- Task instructions -
Within the records below, reproduce without change the lines from the line that has "point(206, 36)" through the line that has "point(43, 179)", and only those.

- Data listing -
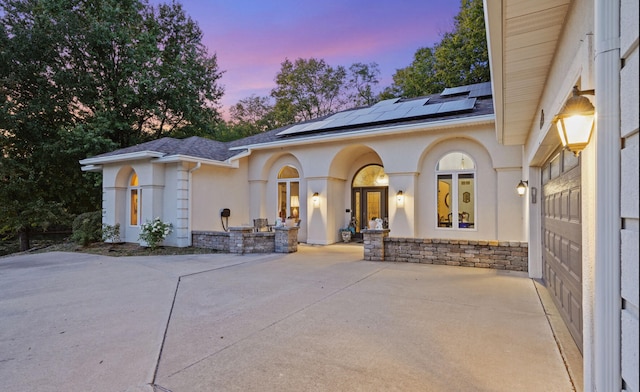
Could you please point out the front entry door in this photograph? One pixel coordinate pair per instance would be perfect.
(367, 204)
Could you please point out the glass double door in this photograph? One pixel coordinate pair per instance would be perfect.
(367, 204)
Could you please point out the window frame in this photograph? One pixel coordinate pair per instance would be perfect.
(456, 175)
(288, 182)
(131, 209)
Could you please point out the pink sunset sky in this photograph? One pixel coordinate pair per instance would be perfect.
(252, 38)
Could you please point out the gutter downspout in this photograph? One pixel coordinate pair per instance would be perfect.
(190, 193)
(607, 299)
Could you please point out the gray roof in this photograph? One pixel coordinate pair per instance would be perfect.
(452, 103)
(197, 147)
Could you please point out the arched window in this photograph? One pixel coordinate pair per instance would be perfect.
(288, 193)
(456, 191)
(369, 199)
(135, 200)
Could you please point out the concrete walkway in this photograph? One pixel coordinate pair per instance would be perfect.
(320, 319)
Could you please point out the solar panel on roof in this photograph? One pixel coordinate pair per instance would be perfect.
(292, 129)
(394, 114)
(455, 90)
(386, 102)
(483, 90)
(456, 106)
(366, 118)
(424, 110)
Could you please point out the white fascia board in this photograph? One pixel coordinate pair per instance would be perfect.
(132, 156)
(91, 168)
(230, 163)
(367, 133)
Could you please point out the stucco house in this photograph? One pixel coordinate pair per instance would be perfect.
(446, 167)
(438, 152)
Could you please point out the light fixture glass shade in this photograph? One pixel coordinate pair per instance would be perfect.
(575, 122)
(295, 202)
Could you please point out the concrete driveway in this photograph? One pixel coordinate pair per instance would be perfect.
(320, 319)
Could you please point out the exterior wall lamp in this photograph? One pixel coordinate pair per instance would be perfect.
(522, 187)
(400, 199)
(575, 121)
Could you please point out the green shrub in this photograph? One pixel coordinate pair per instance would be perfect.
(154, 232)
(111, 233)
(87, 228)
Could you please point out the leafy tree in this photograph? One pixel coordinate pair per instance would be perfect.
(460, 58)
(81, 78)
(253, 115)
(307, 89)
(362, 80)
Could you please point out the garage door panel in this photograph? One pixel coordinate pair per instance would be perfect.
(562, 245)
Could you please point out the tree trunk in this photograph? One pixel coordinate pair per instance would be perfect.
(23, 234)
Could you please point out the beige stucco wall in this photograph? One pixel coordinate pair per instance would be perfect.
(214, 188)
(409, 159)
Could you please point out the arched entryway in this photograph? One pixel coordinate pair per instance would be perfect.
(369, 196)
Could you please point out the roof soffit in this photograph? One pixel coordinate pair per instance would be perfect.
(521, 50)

* * *

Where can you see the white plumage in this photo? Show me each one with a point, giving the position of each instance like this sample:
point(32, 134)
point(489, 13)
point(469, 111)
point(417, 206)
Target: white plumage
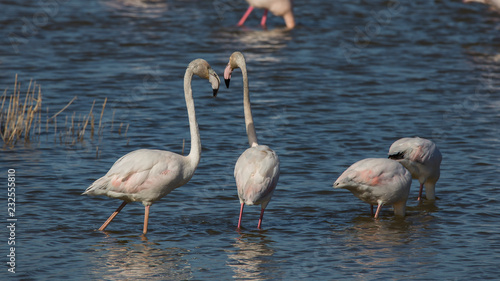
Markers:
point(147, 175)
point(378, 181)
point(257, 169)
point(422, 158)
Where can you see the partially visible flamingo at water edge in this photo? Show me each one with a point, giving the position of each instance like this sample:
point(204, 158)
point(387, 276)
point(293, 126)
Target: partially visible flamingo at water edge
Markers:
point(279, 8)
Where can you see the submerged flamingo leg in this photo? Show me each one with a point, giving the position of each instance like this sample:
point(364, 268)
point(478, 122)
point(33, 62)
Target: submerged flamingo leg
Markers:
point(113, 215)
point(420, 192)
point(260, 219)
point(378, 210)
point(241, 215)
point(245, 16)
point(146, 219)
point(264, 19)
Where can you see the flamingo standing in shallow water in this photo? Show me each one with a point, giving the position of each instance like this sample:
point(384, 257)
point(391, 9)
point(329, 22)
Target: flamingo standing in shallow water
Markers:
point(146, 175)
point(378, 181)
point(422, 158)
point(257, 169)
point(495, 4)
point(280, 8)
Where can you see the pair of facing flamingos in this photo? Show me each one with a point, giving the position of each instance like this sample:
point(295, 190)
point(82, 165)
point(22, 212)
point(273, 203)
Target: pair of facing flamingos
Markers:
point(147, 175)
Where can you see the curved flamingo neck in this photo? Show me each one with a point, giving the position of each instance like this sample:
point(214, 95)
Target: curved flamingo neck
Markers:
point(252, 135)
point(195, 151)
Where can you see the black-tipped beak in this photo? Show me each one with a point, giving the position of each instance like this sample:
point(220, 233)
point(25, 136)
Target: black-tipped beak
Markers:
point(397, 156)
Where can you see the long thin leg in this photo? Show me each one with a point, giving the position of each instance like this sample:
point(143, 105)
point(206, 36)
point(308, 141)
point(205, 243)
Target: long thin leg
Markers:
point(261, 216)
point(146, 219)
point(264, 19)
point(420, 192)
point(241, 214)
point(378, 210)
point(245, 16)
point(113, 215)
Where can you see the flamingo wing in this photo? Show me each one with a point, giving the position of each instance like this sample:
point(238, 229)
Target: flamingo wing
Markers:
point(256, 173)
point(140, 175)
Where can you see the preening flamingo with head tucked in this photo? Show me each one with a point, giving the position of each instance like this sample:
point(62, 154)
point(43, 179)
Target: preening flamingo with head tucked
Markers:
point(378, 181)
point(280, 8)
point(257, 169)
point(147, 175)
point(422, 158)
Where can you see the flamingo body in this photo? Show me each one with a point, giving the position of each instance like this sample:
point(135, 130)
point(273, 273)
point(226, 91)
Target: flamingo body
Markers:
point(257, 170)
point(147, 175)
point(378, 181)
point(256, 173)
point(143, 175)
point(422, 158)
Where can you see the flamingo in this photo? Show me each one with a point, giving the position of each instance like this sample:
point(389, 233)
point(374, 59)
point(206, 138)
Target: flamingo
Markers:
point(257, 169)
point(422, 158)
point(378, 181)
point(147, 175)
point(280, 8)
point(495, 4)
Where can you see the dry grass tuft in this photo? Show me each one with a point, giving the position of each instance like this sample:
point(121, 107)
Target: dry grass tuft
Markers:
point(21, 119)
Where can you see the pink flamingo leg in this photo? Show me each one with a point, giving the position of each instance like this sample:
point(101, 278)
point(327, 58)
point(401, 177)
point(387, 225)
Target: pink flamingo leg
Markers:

- Expected answer -
point(206, 36)
point(308, 141)
point(205, 243)
Target: long thin leg
Markers:
point(261, 216)
point(146, 219)
point(264, 19)
point(420, 192)
point(241, 214)
point(378, 210)
point(245, 16)
point(113, 215)
Where can you see the flamingo wing in this photo? Show me each one with a point, giving the position of each instance like this sample:
point(238, 229)
Target: flamingo wing
Markers:
point(256, 173)
point(140, 175)
Where can you see the preening flamingo with head tucked in this photo? Show me each one with a point, giving the position of each instance like this sample:
point(62, 154)
point(43, 179)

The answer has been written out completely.